- MATERIAL PROVIDED
____________

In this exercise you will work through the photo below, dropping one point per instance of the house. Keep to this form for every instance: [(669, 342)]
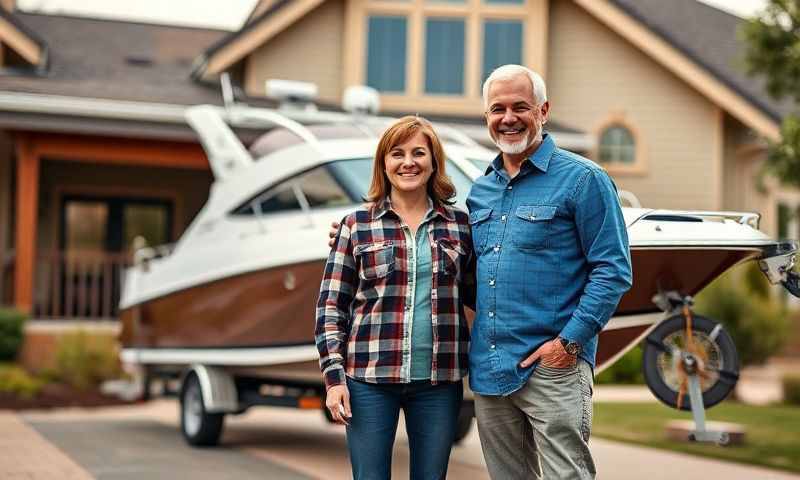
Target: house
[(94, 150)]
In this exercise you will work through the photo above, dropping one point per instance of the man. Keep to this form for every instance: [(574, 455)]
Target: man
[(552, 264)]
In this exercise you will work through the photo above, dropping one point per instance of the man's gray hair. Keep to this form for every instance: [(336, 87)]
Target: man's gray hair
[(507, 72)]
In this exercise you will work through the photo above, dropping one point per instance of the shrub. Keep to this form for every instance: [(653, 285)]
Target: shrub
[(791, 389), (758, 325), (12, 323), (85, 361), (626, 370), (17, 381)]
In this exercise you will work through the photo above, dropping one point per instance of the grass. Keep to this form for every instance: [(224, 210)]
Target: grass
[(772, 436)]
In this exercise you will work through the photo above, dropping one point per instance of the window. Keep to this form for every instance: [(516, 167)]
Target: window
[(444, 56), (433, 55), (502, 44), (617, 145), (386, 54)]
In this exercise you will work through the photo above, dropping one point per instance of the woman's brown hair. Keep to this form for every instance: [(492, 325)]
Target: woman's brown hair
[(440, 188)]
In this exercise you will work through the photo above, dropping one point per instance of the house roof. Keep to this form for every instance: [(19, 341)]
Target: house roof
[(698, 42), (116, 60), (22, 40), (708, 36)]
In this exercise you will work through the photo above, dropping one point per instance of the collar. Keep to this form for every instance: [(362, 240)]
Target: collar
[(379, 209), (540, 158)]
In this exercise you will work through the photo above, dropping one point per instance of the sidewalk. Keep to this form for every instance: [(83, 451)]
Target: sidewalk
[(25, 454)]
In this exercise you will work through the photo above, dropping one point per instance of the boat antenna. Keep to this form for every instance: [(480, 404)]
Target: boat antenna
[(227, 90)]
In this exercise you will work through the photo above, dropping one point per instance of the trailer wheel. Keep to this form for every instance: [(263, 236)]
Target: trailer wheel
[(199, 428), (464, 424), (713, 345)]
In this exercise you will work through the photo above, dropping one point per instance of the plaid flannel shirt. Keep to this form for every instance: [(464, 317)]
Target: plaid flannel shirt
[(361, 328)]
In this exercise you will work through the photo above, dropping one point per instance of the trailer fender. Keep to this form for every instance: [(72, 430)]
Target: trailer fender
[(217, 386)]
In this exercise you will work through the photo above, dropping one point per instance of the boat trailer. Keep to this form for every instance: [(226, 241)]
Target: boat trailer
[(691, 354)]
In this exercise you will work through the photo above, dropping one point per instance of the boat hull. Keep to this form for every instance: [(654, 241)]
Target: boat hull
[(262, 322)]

____________

- TASK DESCRIPTION
Please output the lines from the line with "instance: [(362, 240)]" to the line with "[(217, 386)]" as a two-column CSV with headers text and answer. Each row should hold one line's text and its answer, each in a quoted field with line breaks replaced by spaces.

- RESPONSE TO THIS TASK
text,answer
"In this exercise you will work through the photo above, dropping one point per instance of the collar. Keep to this form for every instance: [(362, 240)] Target: collar","[(379, 209), (540, 158)]"
"In this exercise you will work through the photo above, dropping one point per instance of the sidewalk. Keep to this form for every instance: [(83, 451)] Target: sidewalk","[(25, 454)]"
"In this exercise you will work through the photo above, dropping one point per instance of the boat antenna. Keep to this form for every instance: [(480, 404)] Target: boat antenna","[(227, 90)]"
"In this exercise you will work through the photo above, dropping one point per instance of the trailer wheel. Keep to this form for every instance: [(263, 236)] Target: trailer wheel","[(199, 428), (464, 424), (713, 345)]"
"In this exercise you will work through the photo above, dropping one point per instance of the plaid flannel shirt. Keep to this form for every instance: [(464, 317)] Target: plaid flannel shirt","[(361, 328)]"
"In this exercise you will work through the photo above, dropping one point per instance of the trailer fender. Keep to this form for every instance: [(72, 430)] Target: trailer fender","[(217, 386)]"